WHAT THIS TASK INVOLVES: Rewrite the lines of the material below as a numbered list, starting with the line containing "Reviewer note: every instance of the building" and continuing through the last line of the material, inclusive. Omit any blank lines.

MATERIAL:
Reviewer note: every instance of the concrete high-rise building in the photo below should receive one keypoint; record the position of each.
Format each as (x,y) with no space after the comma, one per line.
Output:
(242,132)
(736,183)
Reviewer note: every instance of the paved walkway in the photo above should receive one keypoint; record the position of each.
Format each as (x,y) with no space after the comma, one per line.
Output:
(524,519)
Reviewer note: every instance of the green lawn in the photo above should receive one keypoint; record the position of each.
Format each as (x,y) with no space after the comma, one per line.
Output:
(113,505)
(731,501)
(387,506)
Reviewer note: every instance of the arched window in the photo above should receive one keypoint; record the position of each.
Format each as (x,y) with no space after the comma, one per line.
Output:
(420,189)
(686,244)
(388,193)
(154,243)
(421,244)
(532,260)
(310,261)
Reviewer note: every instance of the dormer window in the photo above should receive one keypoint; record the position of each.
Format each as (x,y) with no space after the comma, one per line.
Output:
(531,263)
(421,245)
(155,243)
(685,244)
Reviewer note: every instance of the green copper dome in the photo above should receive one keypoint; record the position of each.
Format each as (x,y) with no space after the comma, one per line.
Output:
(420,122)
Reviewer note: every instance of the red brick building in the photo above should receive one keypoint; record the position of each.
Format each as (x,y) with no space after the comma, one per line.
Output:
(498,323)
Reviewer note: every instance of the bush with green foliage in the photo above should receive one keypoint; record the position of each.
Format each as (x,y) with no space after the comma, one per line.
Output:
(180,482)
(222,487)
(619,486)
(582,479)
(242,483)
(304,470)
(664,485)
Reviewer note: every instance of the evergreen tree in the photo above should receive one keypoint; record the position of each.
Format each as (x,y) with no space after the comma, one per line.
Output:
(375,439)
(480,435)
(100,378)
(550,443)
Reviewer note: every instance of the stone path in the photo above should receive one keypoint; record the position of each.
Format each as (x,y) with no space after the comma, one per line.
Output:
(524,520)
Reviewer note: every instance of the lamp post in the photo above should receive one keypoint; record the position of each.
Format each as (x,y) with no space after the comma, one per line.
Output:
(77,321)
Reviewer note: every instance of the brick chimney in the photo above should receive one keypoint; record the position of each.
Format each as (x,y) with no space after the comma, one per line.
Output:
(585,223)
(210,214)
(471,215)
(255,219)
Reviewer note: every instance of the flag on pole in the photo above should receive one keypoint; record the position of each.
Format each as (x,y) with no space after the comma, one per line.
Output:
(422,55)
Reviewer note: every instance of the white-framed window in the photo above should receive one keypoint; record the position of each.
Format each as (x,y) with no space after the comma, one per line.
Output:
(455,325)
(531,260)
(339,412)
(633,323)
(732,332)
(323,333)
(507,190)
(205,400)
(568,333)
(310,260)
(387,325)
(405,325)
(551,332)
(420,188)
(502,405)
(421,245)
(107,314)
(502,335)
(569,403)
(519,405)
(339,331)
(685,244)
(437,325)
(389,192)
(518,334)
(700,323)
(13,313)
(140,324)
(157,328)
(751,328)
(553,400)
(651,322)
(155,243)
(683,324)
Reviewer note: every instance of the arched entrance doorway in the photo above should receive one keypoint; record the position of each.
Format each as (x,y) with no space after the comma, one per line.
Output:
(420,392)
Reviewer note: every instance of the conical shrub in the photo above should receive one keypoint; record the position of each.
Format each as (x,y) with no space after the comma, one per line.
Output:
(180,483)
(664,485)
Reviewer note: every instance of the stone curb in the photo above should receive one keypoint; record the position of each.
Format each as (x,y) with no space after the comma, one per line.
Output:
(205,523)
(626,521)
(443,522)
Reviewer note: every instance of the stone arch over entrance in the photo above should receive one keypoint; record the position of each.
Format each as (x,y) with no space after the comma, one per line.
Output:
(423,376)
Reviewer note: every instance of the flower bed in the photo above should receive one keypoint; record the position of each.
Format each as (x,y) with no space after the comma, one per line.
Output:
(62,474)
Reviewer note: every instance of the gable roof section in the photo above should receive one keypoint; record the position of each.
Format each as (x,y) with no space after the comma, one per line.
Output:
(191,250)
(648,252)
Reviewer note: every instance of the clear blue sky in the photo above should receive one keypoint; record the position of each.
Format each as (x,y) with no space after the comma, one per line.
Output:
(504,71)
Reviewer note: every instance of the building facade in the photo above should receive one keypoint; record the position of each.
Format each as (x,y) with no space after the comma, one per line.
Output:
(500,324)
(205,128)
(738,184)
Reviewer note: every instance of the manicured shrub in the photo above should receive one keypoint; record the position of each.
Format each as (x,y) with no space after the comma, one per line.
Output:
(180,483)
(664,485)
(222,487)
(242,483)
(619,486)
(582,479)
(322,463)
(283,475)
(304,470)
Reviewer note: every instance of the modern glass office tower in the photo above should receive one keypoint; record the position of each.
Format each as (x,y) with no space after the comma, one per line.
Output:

CORRECT ANSWER:
1. Reviewer note: every instance of the building facade in the photo above should receive one keypoint; record the position of each.
2. Format each as (x,y) with no space after the comma, one per line.
3. Output:
4. (500,324)
5. (205,128)
6. (738,184)
7. Reviewer note: every instance of the manicured shrub in the photo above should receive one keypoint; record the position of each.
8. Format each as (x,y) with no space after the comma, one per line.
9. Output:
10. (180,483)
11. (664,485)
12. (222,487)
13. (242,483)
14. (619,486)
15. (582,479)
16. (322,463)
17. (283,475)
18. (304,470)
19. Reviewer note: every instance of the modern glass office tower in the photo above should receive one keypoint; record the position of each.
20. Format each as (x,y) with no space after the comma, one per line.
21. Output:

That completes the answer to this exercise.